Fray José María de Jesús Yerovi y Pintado
Abril 12, 1819 - Junio 20, 1867
«De
corazón verdaderamente paternal, el padre Yerovi no esperaba que la necesidad
llame a sus puertas, él mismo sale en busca de ella para remediarla...
Insultado, jamás se queja; perseguido, ama siempre al perseguidor; su aspecto
revela un no sé qué de grave y amable, que inspira amor e infunde devoción en
cuantos le tratan...».
González Suárez
=
ILMO.
JOSE MARIA YEROVI
Dos años
después de su muerte, el cuerpo incorrupto y flexible del Ilmo. José María de
Jesús Yerovi -en cumplimiento a lo dispuesto por S. S. el Papa Pío IX- fue
exhumado de su tumba y sentado en la silla arzobispal de Quito, para ser
investido como tal. Recibió entonces honores y
plegarias.
YEROVI
PINTADO, Ilmo. Fray José María de Jesús.- Sacerdote quiteño nacido el 12 de abril de 1819,
hijo de don Joaquín Yerovi y Camacho y de la Sra. Josefa Pintado y
Camacho.
Sus
primeras enseñanzas -de acuerdo con las costumbres establecidas en esa época-
las recibió en el cristiano hogar de sus padres, quienes lo encaminaron por los
senderos de la religión y la ciencia. «A los ocho años Yerovi sabe más de la
ciencia de la Filosofía que Aristóteles, Platón y los más grandes cerebros del
paganismo. Conoce el insondable misterio de la Sma. Trinidad, el pecado
original, la encarnación de la segunda persona del Verbo, vida y muerte de Cruz,
su presencia adorable en el Santísimo Sacramento del Altar, y que será eterno el
premio o el castigo de la otra vida. Los impíos pueden reírse; pero tarde,
cuando ya no hay remedio, conocerán su error» (W. Loor.- José María Yerovi, tomo
I, p. 16).
Posteriormente ingresó en el centenario Colegio de San
Fernando -de los padres dominicos-, donde desde 1829 estudió y profundizó en
Latinidad, Filosofía, Gramática, Literatura, Geografía, Historia, Física,
Matemáticas, Humanidades y por supuesto Religión. A finales de 1835 ingresó a la
Universidad de Santo Tomás para continuar con el aprendizaje de la parte teórica
del Derecho Canónico, Civil y de Gentes; y en julio de 1839 culminó sus estudios
de Derecho, pero tuvo que esperar hasta el año siguiente para poder -de acuerdo
con las leyes de educación vigentes en dicha época- rendir el grado de Bachiller
en Jurisprudencia. Luego y en cumplimiento de dichas leyes, continuó estudios de
Humanidades Superiores hasta obtener, el 25 de febrero de 1843, el título de
Doctor en Jurisprudencia.
Entonces
-como era de rigor en esa época- la Corte Suprema lo nombró para desempeñar el
cargo de Abogado de Pobres. «Nunca estuvo la suerte de aquellos en manos tan
puras y honestas...»

OBJETIVO DEL EJERCICIO:
Reescribe como lista breve el párrafo de la biografía de Yerovi que empieza «Posteriormente ingresó en el centenario Colegio», con sus datos principales.

DATOS PROPORCIONADOS:

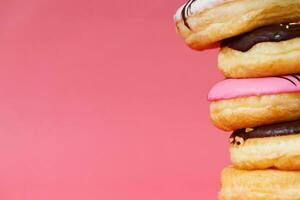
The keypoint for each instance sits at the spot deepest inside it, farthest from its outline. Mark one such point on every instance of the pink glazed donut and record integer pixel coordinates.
(204, 23)
(248, 103)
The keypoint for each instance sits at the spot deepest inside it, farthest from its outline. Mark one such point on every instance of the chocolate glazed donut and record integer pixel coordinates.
(273, 33)
(281, 129)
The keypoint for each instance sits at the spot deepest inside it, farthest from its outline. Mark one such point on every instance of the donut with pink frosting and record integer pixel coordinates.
(204, 24)
(247, 103)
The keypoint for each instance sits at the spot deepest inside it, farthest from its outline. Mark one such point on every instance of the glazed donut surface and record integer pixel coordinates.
(206, 28)
(259, 185)
(280, 152)
(254, 111)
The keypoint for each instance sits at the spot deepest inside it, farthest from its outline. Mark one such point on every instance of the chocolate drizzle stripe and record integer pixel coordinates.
(274, 130)
(272, 33)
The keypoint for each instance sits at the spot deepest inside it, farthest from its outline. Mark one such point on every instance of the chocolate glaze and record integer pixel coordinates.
(272, 33)
(281, 129)
(186, 11)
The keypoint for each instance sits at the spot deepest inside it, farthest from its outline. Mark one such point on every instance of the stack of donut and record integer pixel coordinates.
(259, 101)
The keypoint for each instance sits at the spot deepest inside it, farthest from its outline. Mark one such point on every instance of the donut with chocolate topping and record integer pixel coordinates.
(268, 51)
(204, 23)
(271, 146)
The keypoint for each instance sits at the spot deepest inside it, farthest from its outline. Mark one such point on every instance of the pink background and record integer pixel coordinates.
(102, 100)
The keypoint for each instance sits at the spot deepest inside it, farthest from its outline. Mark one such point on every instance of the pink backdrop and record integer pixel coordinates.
(103, 101)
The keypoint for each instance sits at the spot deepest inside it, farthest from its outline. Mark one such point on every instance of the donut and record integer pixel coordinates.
(267, 51)
(270, 146)
(253, 102)
(204, 23)
(259, 185)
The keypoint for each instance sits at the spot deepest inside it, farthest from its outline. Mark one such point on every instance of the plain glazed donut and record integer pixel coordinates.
(203, 23)
(259, 185)
(272, 146)
(268, 58)
(248, 103)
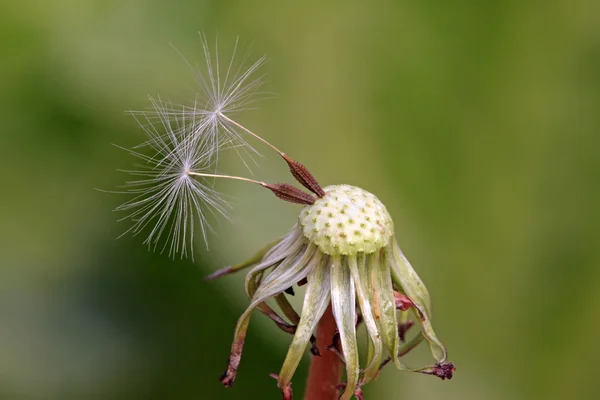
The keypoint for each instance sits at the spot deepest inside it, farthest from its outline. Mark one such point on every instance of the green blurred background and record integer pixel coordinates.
(477, 123)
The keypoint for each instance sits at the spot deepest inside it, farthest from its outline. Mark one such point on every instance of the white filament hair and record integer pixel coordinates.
(168, 202)
(225, 89)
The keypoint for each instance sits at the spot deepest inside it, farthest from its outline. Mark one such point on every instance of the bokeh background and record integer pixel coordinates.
(477, 123)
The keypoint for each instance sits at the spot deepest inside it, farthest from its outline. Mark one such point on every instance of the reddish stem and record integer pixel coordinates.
(325, 371)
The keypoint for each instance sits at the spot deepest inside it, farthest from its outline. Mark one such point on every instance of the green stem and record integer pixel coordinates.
(325, 371)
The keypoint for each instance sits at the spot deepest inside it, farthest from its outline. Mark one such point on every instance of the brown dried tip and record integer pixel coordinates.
(302, 175)
(286, 390)
(442, 371)
(403, 303)
(290, 193)
(358, 393)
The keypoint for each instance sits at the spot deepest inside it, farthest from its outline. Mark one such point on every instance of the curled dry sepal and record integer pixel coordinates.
(342, 247)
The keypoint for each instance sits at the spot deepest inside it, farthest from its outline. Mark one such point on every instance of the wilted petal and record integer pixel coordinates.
(405, 276)
(282, 277)
(238, 267)
(343, 304)
(360, 276)
(316, 301)
(383, 303)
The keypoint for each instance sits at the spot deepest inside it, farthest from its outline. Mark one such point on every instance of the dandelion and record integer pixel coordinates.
(342, 248)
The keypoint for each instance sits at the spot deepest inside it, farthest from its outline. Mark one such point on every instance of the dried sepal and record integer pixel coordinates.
(359, 273)
(382, 302)
(405, 276)
(302, 175)
(316, 300)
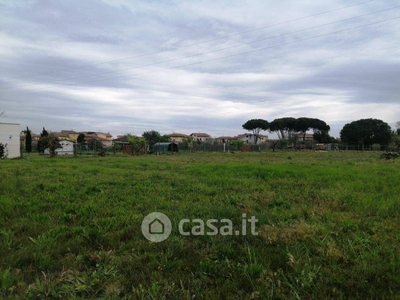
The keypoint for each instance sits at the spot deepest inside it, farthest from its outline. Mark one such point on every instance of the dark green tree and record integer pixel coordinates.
(28, 141)
(284, 127)
(256, 125)
(137, 143)
(43, 141)
(80, 139)
(366, 132)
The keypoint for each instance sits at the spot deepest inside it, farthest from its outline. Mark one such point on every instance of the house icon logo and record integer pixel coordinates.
(156, 227)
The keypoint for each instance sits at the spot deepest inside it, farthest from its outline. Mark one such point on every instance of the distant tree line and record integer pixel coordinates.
(364, 132)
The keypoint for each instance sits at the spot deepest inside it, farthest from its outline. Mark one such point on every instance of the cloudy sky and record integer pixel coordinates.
(125, 66)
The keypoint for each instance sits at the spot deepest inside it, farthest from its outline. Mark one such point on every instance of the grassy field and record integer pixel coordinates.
(329, 227)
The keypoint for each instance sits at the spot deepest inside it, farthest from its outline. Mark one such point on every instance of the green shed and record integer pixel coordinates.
(165, 147)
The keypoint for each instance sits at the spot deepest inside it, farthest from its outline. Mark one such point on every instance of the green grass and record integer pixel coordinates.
(329, 227)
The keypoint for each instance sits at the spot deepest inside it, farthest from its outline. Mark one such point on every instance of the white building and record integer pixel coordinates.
(249, 138)
(9, 137)
(67, 147)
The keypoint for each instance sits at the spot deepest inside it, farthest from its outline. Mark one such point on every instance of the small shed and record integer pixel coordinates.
(165, 147)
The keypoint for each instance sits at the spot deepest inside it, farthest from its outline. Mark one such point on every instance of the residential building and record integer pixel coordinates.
(178, 137)
(249, 138)
(10, 138)
(201, 137)
(225, 139)
(66, 148)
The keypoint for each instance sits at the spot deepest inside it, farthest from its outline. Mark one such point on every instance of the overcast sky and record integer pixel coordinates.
(125, 66)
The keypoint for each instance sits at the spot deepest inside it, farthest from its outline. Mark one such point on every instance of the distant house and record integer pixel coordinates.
(105, 138)
(67, 148)
(226, 139)
(60, 135)
(249, 138)
(178, 137)
(165, 147)
(306, 137)
(72, 135)
(10, 138)
(201, 137)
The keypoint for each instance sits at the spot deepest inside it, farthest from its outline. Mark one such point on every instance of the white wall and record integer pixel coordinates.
(9, 135)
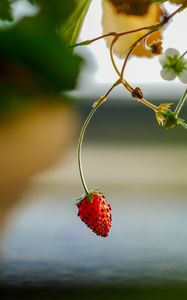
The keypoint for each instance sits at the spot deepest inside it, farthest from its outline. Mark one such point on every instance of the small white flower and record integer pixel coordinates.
(173, 65)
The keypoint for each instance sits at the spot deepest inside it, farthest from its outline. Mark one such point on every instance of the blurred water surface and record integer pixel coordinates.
(45, 243)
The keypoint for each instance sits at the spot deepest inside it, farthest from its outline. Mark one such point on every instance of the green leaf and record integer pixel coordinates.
(5, 10)
(70, 30)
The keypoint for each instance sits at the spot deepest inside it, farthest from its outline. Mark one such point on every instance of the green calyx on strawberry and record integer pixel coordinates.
(95, 212)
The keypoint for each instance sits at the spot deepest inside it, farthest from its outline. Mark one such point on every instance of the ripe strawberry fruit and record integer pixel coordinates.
(95, 212)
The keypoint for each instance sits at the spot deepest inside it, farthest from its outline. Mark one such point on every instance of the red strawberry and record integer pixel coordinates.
(95, 212)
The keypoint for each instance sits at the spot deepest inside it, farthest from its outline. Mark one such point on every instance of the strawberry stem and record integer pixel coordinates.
(96, 105)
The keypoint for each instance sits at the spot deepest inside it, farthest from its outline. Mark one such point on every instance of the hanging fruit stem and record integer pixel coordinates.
(95, 106)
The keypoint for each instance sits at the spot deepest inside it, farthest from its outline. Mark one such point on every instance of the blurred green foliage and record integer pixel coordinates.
(35, 60)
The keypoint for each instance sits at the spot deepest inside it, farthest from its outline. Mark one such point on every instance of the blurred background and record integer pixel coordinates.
(45, 249)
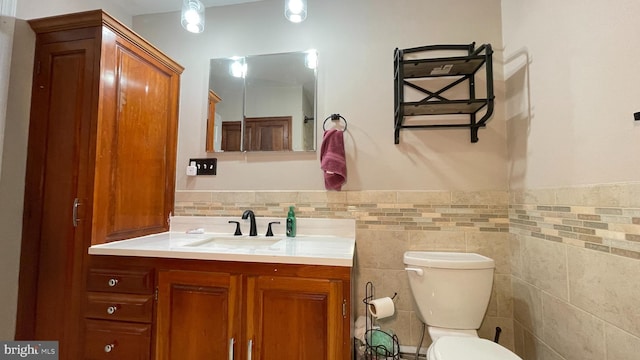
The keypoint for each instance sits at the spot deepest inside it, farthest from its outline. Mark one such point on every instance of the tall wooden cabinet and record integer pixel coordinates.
(100, 163)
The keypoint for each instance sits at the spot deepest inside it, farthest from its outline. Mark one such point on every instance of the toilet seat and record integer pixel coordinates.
(468, 348)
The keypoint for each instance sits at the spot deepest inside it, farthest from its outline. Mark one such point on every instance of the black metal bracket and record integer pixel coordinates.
(459, 69)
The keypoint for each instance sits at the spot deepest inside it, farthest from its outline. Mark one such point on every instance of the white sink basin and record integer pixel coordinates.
(235, 241)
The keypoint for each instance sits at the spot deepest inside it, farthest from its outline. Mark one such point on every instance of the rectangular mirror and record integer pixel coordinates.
(262, 103)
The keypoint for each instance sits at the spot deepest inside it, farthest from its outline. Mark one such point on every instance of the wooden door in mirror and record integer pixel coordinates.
(211, 118)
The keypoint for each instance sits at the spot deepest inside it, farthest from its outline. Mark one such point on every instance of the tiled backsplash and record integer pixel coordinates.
(613, 230)
(388, 210)
(575, 261)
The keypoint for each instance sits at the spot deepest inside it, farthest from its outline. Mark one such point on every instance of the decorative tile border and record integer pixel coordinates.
(612, 228)
(384, 210)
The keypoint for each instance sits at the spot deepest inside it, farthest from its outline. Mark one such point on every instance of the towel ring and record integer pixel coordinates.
(334, 117)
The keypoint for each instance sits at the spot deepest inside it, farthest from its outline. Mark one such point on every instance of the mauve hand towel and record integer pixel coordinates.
(332, 159)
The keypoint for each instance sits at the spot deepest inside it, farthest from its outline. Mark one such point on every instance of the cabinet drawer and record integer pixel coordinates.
(138, 281)
(117, 340)
(122, 307)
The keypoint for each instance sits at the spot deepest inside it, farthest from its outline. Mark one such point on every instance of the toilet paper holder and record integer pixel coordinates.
(379, 344)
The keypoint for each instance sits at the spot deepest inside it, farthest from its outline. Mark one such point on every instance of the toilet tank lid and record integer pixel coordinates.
(455, 347)
(448, 260)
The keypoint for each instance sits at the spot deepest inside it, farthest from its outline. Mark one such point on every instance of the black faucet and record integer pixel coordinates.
(252, 218)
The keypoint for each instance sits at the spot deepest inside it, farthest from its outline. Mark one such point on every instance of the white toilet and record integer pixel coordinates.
(452, 292)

RESPUESTA CORRECTA:
- Desde 1829 estudió en el Colegio de San Fernando, de los padres dominicos. Allí cursó Latinidad, Filosofía, Gramática, Literatura, Geografía, Historia, Física, Matemáticas, Humanidades y Religión.
- A finales de 1835 ingresó a la Universidad de Santo Tomás para estudiar la parte teórica del Derecho Canónico, Civil y de Gentes.
- En julio de 1839 terminó sus estudios de Derecho. Según las leyes de educación de la época, tuvo que esperar al año siguiente para rendir el grado de Bachiller en Jurisprudencia.
- Después siguió estudios de Humanidades Superiores y el 25 de febrero de 1843 obtuvo el título de Doctor en Jurisprudencia.